*REQUIRED WORK*:
1: List the kinds of publicly accessible data that the article on the US intelligence "data eye in the sky" project says the automated system will use.
2: Write the next part of the article on the US intelligence "data eye in the sky" project, picking up after its final sentence.

*SELECTED EXTRACT*:
Web

US intelligence wants to predict human behavior with ‘data eye in the sky’

Big-Brother-shutterstock

The Internet and all that goes with it has allowed researchers an unprecedented macro view of human nature. And now, the US government wants to tap into the massive amount of information available online to create an automated “data eye in the sky,” which could enable the prediction of economic crises, political unrest and revolutions, and other events that affect humanity on a large scale.

The project is being spearheaded by an obscure US intelligence agency known as the Intelligence Advanced Research Projects Activity, or Iarpa (eye-AR-puh), which has begun to collect ideas for the public monitoring system from academics and corporations. The experiment is scheduled to kick off in April, and will start by monitoring the Internet in 21 Latin American countries.

As The New York Times reports: “The automated data collection system is to focus on patterns of communication, consumption and movement of populations. It will use publicly accessible data, including Web search queries, blog entries, Internet traffic flow, financial market indicators, traffic webcams and changes in Wikipedia entries.”

Not limited to economic and social upheaval, Irapa’s project also aims to detect pandemics and other forms of widespread disease, something Google has already attempted to do with its massive coffers of information and data access.

Not surprisingly, Iarpa’s plan to keep an eye on all of humanity has privacy advocates worried. The plan specifically reminds them of the Pentagon’s Total Information Awareness initiative, which aimed to catch potential terrorists before they acted by monitoring phone calls, emails, credit card transactions and travel data.

*SUPPLIED RECORDS*:

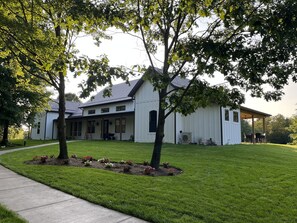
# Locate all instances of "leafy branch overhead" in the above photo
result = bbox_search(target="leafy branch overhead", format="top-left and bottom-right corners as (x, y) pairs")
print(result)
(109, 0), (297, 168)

...

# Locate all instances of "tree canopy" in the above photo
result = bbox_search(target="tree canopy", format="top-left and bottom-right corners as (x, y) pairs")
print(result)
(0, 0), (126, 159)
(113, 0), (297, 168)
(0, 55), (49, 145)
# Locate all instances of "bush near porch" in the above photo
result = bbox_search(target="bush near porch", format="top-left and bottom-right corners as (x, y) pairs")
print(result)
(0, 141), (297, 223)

*ANSWERS BY ITEM NUMBER*:
1:
- Web search queries
- Blog entries
- Internet traffic flow
- Financial market indicators
- Traffic webcams
- Changes in Wikipedia entries

2:
“I have Total Information Awareness flashbacks when things like this happen,” said St. Martin’s University anthropologist David Price, in an interview with the Times. “On the one hand it’s understandable for a nation-state to want to track things like the outbreak of a pandemic, but I have to wonder about the total automation of this and what productive will come of it.”

While the data collected could help catch flu outbreaks, or predict political uprisings in other countries, it could also be used to stamp out citizen unrest, to win elections, or for malicious purposes not yet thought possible.

Whether the “big data” monitoring system is used for good or evil remains to be seen. What we do know is, it will be powerful.

“There is a huge amount of predictive power in this data,” Albert-Laszlo Barabasi, a physicist at Northeastern University, told the Times. “If I have hourly information about your location, with about 93 percent accuracy I can predict where you are going to be an hour or a day later.”

So beware, people; Big Brother is watching, and his eyesight is likely about to get a whole lot better.